## Problem A
In the forum thread about HAWK and ENSCO 101, what new name was ENSCO 101 given?
## Problem B
List the usernames of all who posted in the HAWK and ENSCO 101 thread.
## Problem C
Please extend the HAWK and ENSCO 101 forum thread, starting after its final sentence.

# HAWK & ENSCO 101



## MauriceJ (Mar 12, 2009)

Can anyone please explain the strange course taken by the semi-submersible heavy-lift ship HAWK recently ? According to AIS tracking websites she anchored in the Forth Estuary and on 14th June tugs towed the oil rig ENSCO 101 from Dundee, taking it near her but on 20th June they apparently took the rig back to Dundee. By 30th June it had been taken to the Forth again and was loaded aboard the HAWK which sailed for St. Petersburg - an area I do not associate with oil wells or shipbreaking. She sailed out into the North Sea but did a 180 degree turn, coming back off the Forth before heading north off Montrose, doing another about-turn and going south to off Berwick. Then she headed in the expected direction and into the Kattegat, nearing Elsinore - but turned again and came back into the Skagerrak. On 10th July she was north of Denmark doing about 9 knots but left her westward course by turning east for about 20 miles, then 20 miles west, 20 miles east, 20 miles west before resuming her passage. After anchoring off St. Petersburg, the HAWK is now sailing to Rotterdam and ENSCO 101 is at the Russian Kronstadt naval base. Why ?


----------



## bobha (May 24, 2016)

That sounds like a very good question.

Bob


----------



## Freeboard (Sep 27, 2018)

Yes I can. As Marine Warranty Surveyor I was in attendance until loaded on to HAWK. We left Dundee towed by Maersk Handler. On Fri 18th we were instructed to heave to in a sate position off Isle of May as HAWK not ready due to an insurance issue. Class required 101 to seek safe Haven. Hence return to Dundee. Weather and lack of tugs delayed departure for second time.2nd attempt was good. I then departed after off load to HAWK and secured for passage to kronstadt to under 1 year upgrade by new owners Russian Co. AMNGR. plan to resume drilling operations. Ensco 101 renamed NEVSKAYA means River Neva on which St Petersburg sits. The rig drilled successfully in Dutch sector for a few years. I moved it a couple times then. After leaving Forth there was weather sea state problems delayed its passage. There was also port entry delays at Kronstadt.

## Supplied information
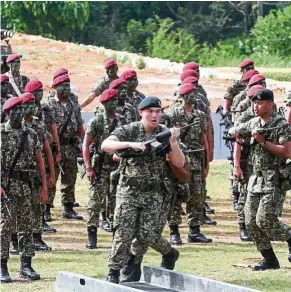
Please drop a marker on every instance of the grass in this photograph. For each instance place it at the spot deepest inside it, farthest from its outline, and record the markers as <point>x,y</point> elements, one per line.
<point>213,261</point>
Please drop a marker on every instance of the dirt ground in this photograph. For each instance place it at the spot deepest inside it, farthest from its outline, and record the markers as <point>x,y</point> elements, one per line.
<point>41,57</point>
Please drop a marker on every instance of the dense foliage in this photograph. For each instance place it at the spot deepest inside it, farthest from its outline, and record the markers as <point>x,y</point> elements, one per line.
<point>213,33</point>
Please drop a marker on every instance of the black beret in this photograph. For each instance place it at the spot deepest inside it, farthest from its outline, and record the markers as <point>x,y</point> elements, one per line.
<point>148,102</point>
<point>264,94</point>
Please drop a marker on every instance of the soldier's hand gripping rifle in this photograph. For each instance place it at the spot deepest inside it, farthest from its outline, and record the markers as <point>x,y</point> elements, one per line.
<point>154,145</point>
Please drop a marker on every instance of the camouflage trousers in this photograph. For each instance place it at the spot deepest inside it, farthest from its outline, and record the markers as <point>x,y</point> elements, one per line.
<point>135,218</point>
<point>196,200</point>
<point>68,181</point>
<point>18,218</point>
<point>262,221</point>
<point>100,197</point>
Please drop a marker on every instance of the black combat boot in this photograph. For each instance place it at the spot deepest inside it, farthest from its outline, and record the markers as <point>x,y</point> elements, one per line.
<point>14,249</point>
<point>235,197</point>
<point>5,277</point>
<point>113,276</point>
<point>26,270</point>
<point>269,262</point>
<point>92,237</point>
<point>243,233</point>
<point>169,259</point>
<point>47,213</point>
<point>206,220</point>
<point>175,235</point>
<point>128,267</point>
<point>289,247</point>
<point>46,227</point>
<point>135,274</point>
<point>39,244</point>
<point>69,212</point>
<point>208,209</point>
<point>194,236</point>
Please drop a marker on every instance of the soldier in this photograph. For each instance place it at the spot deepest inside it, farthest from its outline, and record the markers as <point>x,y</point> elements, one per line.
<point>20,149</point>
<point>72,95</point>
<point>4,79</point>
<point>196,142</point>
<point>70,129</point>
<point>267,182</point>
<point>237,85</point>
<point>111,68</point>
<point>40,128</point>
<point>134,97</point>
<point>17,82</point>
<point>100,164</point>
<point>139,196</point>
<point>45,114</point>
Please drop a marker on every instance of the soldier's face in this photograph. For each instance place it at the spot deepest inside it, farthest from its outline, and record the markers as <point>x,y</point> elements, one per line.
<point>151,116</point>
<point>132,83</point>
<point>262,107</point>
<point>14,66</point>
<point>29,108</point>
<point>112,71</point>
<point>111,105</point>
<point>63,89</point>
<point>16,113</point>
<point>38,94</point>
<point>4,88</point>
<point>122,89</point>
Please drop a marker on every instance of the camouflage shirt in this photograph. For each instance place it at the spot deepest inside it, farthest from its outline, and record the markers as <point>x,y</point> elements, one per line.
<point>10,143</point>
<point>20,82</point>
<point>234,89</point>
<point>99,128</point>
<point>102,85</point>
<point>266,164</point>
<point>193,138</point>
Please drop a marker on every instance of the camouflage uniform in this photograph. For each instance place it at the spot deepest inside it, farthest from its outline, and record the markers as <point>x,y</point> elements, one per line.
<point>139,199</point>
<point>100,194</point>
<point>193,141</point>
<point>234,89</point>
<point>20,82</point>
<point>102,85</point>
<point>264,189</point>
<point>17,188</point>
<point>69,150</point>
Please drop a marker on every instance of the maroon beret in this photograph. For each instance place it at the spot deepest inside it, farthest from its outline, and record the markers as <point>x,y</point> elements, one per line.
<point>26,97</point>
<point>33,85</point>
<point>191,66</point>
<point>11,102</point>
<point>256,78</point>
<point>4,78</point>
<point>110,63</point>
<point>108,94</point>
<point>60,80</point>
<point>188,73</point>
<point>186,88</point>
<point>60,72</point>
<point>128,74</point>
<point>249,74</point>
<point>190,80</point>
<point>114,84</point>
<point>246,62</point>
<point>254,89</point>
<point>12,58</point>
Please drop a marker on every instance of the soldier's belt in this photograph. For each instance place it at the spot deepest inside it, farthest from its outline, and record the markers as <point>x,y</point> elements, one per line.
<point>68,141</point>
<point>142,185</point>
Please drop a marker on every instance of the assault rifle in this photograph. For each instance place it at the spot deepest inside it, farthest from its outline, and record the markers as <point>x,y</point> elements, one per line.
<point>154,145</point>
<point>227,123</point>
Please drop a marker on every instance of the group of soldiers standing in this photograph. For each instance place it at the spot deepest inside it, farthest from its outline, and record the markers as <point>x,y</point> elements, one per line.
<point>136,187</point>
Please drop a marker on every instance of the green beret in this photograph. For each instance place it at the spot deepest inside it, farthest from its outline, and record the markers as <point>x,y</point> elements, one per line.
<point>150,101</point>
<point>264,94</point>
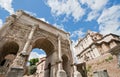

## Reply A
NEVSKAYA

## Reply B
MauriceJ, bobha, Freeboard

## Reply C
----------



## MauriceJ (Mar 12, 2009)

Dear Freeboard,
Thank you very much for your interesting and informative comments, which I really appreciate. You certainly explain a lot of the story very well, but although you were not then aboard do you also know why the HAWK took her very strange course off Denmark, including retracing her route for hundreds of miles ?
Thanks again, and very best wishes,
MauriceJ.


----------



## MarnockBS54 (Dec 2, 2019)

MauriceJ said:


> Dear Freeboard,
> Thank you very much for your interesting and informative comments, which I really appreciate. You certainly explain a lot of the story very well, but although you were not then aboard do you also know why the HAWK took her very strange course off Denmark, including retracing her route for hundreds of miles ?
> Thanks again, and very best wishes,
> MauriceJ.


Hi MauriceJ - sorry I have no explanation for the deviations off Danish Coast. I can only assume it was either weather/sea state related or more issues with Insurance Certification.


----------



## MauriceJ (Mar 12, 2009)

Dear Marnock,
Thank you. Although you cannot explain the later routing I really appreciate your kind helpfulness, and other ship enthusiast friends who were also puzzled were delighted to learn the reasons for the initial detours etc. Thus thanks again, and all the very best,
MauriceJ.


----------



## MauriceJ (Mar 12, 2009)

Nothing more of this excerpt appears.